---- Information provided

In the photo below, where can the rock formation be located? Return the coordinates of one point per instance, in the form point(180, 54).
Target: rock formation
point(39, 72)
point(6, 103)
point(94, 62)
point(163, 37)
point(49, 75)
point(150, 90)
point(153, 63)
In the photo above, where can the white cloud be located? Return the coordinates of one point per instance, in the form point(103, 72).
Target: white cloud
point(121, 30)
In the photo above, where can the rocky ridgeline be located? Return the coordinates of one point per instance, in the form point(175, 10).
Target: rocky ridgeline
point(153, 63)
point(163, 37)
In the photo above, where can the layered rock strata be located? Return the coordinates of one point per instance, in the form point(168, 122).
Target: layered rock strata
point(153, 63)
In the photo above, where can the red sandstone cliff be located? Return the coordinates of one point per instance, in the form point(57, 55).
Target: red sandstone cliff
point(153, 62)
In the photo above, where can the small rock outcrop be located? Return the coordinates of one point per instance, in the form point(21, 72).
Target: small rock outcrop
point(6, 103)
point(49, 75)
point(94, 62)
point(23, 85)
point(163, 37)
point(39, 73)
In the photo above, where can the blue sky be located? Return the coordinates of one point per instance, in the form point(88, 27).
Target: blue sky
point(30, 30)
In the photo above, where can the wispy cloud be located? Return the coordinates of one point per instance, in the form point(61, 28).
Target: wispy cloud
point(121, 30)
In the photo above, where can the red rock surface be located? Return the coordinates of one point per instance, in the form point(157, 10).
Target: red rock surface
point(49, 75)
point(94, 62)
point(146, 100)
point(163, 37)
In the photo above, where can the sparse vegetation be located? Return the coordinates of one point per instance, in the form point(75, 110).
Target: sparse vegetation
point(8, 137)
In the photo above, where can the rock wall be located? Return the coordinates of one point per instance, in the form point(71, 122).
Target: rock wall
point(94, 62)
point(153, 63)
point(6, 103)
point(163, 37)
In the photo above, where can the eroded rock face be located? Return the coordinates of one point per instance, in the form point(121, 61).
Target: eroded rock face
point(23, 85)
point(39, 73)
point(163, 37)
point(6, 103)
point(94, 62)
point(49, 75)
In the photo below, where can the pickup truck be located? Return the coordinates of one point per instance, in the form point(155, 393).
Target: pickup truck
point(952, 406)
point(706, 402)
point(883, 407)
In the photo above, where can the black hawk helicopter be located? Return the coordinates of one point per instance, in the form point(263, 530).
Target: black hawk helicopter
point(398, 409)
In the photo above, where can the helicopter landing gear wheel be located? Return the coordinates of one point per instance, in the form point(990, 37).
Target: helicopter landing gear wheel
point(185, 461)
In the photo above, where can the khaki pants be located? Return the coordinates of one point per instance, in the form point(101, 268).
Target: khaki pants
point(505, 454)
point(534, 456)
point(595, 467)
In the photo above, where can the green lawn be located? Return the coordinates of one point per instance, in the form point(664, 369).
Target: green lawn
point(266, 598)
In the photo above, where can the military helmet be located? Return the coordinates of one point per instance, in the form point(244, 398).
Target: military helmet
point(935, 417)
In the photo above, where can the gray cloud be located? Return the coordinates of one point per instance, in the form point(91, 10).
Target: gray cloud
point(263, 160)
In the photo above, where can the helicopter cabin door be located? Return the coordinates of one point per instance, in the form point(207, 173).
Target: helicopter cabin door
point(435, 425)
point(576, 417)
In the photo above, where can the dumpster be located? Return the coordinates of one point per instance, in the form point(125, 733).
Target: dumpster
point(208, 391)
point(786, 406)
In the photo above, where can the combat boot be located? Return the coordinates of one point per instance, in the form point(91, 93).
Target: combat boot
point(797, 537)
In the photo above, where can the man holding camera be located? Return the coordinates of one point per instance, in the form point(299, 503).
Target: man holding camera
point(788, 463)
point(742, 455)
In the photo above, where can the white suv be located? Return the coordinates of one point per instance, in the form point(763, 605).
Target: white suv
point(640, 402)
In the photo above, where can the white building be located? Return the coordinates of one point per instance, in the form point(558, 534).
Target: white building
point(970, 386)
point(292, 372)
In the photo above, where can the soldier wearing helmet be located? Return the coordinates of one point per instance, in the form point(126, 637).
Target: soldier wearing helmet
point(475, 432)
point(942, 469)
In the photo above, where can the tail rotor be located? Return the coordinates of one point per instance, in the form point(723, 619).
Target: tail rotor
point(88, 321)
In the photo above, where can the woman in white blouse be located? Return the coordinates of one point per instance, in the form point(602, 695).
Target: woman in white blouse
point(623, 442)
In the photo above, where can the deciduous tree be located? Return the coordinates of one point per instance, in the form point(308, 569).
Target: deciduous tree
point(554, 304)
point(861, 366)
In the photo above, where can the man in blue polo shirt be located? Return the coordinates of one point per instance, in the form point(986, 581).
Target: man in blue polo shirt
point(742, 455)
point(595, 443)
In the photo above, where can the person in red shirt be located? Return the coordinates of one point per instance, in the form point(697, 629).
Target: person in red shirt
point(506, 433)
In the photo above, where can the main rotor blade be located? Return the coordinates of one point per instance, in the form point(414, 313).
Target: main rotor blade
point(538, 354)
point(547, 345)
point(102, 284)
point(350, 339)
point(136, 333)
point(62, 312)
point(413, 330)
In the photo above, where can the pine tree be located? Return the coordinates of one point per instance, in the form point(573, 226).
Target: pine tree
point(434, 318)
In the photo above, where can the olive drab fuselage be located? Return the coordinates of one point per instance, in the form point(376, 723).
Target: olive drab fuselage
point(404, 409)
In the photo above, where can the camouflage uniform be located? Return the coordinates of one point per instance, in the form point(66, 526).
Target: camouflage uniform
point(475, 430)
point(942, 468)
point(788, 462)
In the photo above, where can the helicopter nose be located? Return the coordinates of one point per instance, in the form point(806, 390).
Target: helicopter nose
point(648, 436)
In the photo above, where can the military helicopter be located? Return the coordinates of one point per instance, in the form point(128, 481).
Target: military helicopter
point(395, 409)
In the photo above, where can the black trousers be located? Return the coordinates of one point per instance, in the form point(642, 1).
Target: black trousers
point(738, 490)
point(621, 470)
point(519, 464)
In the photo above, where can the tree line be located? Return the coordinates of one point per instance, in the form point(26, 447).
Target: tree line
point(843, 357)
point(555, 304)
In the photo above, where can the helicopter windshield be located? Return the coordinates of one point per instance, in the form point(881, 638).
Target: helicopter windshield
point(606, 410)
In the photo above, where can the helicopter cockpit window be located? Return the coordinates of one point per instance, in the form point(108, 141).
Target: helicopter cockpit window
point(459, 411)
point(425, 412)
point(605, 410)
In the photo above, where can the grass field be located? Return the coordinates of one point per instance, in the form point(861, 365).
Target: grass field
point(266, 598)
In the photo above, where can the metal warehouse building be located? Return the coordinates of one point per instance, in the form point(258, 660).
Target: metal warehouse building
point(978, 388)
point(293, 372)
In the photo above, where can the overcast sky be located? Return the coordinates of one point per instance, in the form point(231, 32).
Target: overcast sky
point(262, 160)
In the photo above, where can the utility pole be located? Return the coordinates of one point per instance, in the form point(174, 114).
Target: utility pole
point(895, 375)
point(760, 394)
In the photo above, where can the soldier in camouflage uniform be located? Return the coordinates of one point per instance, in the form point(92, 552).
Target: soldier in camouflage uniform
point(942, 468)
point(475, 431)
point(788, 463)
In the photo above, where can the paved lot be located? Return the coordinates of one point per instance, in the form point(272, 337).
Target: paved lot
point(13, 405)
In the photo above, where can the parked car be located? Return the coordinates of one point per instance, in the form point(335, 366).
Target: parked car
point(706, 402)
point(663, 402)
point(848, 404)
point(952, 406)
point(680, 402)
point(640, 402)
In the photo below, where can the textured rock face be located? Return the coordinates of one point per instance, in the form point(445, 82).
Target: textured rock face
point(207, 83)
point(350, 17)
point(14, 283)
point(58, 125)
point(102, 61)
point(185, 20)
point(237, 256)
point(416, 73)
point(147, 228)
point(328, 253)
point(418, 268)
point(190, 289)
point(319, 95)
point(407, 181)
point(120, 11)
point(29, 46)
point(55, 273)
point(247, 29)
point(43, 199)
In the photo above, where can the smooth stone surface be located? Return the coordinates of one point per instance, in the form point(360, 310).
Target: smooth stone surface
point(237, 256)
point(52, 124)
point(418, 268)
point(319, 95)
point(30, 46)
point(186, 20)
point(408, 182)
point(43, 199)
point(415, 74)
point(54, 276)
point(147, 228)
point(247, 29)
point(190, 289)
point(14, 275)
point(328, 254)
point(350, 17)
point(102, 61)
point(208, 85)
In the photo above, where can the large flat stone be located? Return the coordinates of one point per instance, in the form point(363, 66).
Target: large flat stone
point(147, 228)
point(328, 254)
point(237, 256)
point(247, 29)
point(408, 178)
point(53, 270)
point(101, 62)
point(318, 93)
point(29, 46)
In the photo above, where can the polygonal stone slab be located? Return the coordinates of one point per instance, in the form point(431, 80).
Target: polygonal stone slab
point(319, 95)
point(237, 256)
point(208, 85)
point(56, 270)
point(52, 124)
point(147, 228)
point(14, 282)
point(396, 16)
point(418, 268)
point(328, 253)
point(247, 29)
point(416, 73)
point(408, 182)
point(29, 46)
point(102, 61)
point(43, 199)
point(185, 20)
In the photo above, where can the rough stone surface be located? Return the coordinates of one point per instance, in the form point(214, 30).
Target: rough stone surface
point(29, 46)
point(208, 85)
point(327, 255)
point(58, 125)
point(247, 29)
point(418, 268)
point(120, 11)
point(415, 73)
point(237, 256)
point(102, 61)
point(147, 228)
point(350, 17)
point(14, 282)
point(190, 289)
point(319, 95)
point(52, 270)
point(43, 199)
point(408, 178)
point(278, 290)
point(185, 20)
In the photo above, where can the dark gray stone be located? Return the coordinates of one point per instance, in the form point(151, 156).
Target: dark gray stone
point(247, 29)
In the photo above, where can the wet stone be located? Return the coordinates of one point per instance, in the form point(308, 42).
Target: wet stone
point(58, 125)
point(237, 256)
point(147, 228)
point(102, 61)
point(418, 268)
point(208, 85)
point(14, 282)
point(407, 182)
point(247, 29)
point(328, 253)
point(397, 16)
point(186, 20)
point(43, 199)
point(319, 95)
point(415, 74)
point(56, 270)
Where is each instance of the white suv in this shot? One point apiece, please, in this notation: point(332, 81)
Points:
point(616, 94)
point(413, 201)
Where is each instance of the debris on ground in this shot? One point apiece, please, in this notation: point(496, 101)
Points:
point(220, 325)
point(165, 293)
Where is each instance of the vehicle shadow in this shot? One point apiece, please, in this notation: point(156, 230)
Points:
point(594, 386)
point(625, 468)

--------

### The task
Could you copy out, unchanged, everything from the line containing "In the photo above, where can the person" down to the line containing "point(648, 436)", with both of those lines included and nothing else?

### Task solution
In the photo above, where can the person in red shirt be located? Return the coordinates of one point per instance, in the form point(697, 629).
Target: person in red shirt
point(506, 433)
In the photo above, where can the main rotor blade be located? Return the coordinates of one point per instance, in the form point(414, 313).
Target: main rotor blade
point(538, 354)
point(547, 345)
point(102, 284)
point(350, 339)
point(136, 333)
point(62, 312)
point(413, 330)
In the photo above, where can the pine tree be located? Return the coordinates of one point per instance, in the form point(573, 226).
Target: pine tree
point(434, 318)
In the photo above, where can the olive drab fuselage be located? Return the coordinates of one point per instance, in the form point(376, 723).
Target: olive drab fuselage
point(404, 409)
In the photo above, where can the camouflage uniform be located? Return the coordinates of one point per instance, in the form point(66, 526).
Target: camouflage uniform
point(475, 430)
point(942, 468)
point(788, 462)
In the photo above, where can the helicopter nose be located? Return the coordinates of one point per instance, in the form point(806, 390).
Target: helicopter nose
point(648, 436)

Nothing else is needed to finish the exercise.